[Material]
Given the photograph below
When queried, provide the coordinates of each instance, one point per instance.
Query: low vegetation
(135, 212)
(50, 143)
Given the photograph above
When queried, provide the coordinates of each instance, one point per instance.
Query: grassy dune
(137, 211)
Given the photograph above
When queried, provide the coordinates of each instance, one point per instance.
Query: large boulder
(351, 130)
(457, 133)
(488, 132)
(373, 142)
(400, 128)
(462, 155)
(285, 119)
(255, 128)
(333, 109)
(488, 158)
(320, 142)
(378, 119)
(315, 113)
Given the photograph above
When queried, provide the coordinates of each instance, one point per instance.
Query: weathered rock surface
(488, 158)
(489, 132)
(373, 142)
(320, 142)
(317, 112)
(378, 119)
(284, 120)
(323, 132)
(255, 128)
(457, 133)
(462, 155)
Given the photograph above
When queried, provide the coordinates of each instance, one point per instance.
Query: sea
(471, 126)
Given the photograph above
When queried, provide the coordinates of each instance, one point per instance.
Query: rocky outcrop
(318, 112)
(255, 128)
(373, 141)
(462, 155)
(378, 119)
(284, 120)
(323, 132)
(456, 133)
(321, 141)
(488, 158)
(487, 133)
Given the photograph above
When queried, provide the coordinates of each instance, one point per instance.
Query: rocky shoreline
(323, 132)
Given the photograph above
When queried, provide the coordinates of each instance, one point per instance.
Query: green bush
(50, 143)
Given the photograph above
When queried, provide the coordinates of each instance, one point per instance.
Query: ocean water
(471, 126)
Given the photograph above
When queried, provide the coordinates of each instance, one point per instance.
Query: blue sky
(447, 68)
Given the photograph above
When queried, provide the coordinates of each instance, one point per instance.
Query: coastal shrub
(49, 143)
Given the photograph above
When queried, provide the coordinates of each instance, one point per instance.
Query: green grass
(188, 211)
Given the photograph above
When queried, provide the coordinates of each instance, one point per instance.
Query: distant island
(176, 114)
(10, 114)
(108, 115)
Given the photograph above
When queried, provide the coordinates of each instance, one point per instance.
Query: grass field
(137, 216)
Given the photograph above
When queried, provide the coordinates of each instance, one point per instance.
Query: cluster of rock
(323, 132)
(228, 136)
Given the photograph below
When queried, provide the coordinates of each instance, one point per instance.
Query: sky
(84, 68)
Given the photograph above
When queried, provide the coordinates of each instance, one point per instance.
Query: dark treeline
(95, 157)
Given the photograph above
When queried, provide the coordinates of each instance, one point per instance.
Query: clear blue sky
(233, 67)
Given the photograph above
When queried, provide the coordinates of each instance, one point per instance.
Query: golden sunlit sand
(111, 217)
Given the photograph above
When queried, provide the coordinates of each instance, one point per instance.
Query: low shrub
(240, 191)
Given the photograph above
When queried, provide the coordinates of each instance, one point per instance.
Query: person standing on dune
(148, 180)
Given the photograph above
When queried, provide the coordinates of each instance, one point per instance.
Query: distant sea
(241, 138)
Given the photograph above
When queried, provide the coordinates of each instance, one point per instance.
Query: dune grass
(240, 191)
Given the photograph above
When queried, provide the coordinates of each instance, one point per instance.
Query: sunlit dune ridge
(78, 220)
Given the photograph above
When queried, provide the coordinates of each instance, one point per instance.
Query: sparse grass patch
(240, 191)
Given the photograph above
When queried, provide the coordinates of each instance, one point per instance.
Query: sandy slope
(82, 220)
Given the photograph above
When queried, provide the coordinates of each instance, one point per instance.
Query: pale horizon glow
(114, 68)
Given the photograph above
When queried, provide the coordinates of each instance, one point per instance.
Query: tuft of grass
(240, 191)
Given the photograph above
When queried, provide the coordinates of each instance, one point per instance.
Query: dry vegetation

[Required work]
Recopy the whole listing exactly.

[Output of the exercise]
Given the photograph below
When queried, provide the coordinates of each instance, one point per instance.
Query: low vegetation
(135, 212)
(50, 143)
Given the photograph above
When queried, provide the coordinates of each instance, one point per instance.
Query: grassy dune
(137, 211)
Given the photograph above
When queried, provide the coordinates of each instance, one point per instance.
Query: large boulder
(351, 130)
(457, 133)
(488, 132)
(373, 142)
(400, 128)
(462, 155)
(285, 119)
(255, 128)
(333, 109)
(488, 158)
(320, 142)
(378, 119)
(315, 113)
Given the photograph above
When queried, provide the coordinates of each instance, one point per instance.
Query: weathered rock surface
(488, 158)
(489, 132)
(373, 142)
(320, 142)
(317, 112)
(378, 119)
(284, 120)
(323, 132)
(255, 128)
(457, 133)
(462, 155)
Given the photograph above
When queried, provide the coordinates of each instance, one point per instance.
Query: sea
(471, 126)
Given the photograph above
When queried, provide the coordinates of each instance, one point per instance.
Query: rocky outcrop
(318, 112)
(255, 128)
(373, 141)
(462, 155)
(378, 119)
(284, 120)
(323, 132)
(456, 133)
(321, 141)
(488, 158)
(487, 133)
Given the photograph above
When queried, provide the coordinates of each instance, one point per instance.
Query: rocky shoreline
(323, 132)
Given the photograph above
When queried, provide the coordinates of each instance, one point per instance.
Query: green bush
(50, 143)
Given the photograph above
When queried, provide the coordinates of each instance, one point per instance.
Query: ocean water
(471, 126)
Given the photograph above
When queried, provide the coordinates of each instance, one point per instance.
Query: blue sky
(447, 68)
Given the photograph above
When queried, provide the coordinates of each instance, one point per instance.
Query: coastal shrub
(49, 143)
Given the photograph above
When queried, provide the coordinates of each instance, one point per instance.
Query: green grass
(188, 211)
Given the photograph above
When queried, provide the coordinates of each instance, one point per instance.
Query: distant island
(176, 114)
(10, 114)
(108, 115)
Given the photograph above
When queried, provide the coordinates of each instance, one point per instance.
Query: grass field
(137, 216)
Given the photograph above
When queried, provide the coordinates of each instance, one point per instance.
Query: cluster of rock
(323, 132)
(228, 136)
Given the photograph below
When queried, provide the coordinates of each instance, one point per instance.
Query: sky
(84, 68)
Given the photograph above
When queried, provide the coordinates of each instance, one point per instance.
Query: dark treeline
(95, 157)
Given the photograph above
When queried, provide the coordinates of each instance, one point per instance.
Query: clear blue sky
(233, 67)
Given the photograph above
When queried, provide the coordinates of each instance, one point per instance.
Query: golden sunlit sand
(111, 217)
Given the photograph above
When queried, provide the coordinates of each instance, one point per instance.
Query: low shrub
(240, 191)
Given the photograph above
When queried, provide the coordinates of each instance, one point per instance.
Query: person standing on dune
(148, 180)
Given the photograph above
When queried, provide the coordinates of each instance, one point per instance.
Query: distant sea
(241, 138)
Given the photograph above
When queried, provide the coordinates of each instance, one point per instance.
Query: dune grass
(240, 191)
Given the photograph above
When queried, provide the coordinates of each instance, one point per instance.
Query: sunlit dune ridge
(78, 220)
Given the photograph above
When queried, provide the coordinates of each instance, one point per instance.
Query: sparse grass patch
(240, 191)
Given the photograph above
When queried, provide the coordinates of each instance, one point per instance.
Query: sandy slope
(82, 220)
Given the photograph above
When queried, provide the coordinates of each instance, one point per instance.
Query: pale horizon glow
(114, 68)
Given the photograph above
When queried, provide the coordinates of each instance, one point per instance.
Query: tuft of grass
(240, 191)
Given the photograph above
When queried, provide the coordinates of each instance, one point per instance.
Query: dry vegetation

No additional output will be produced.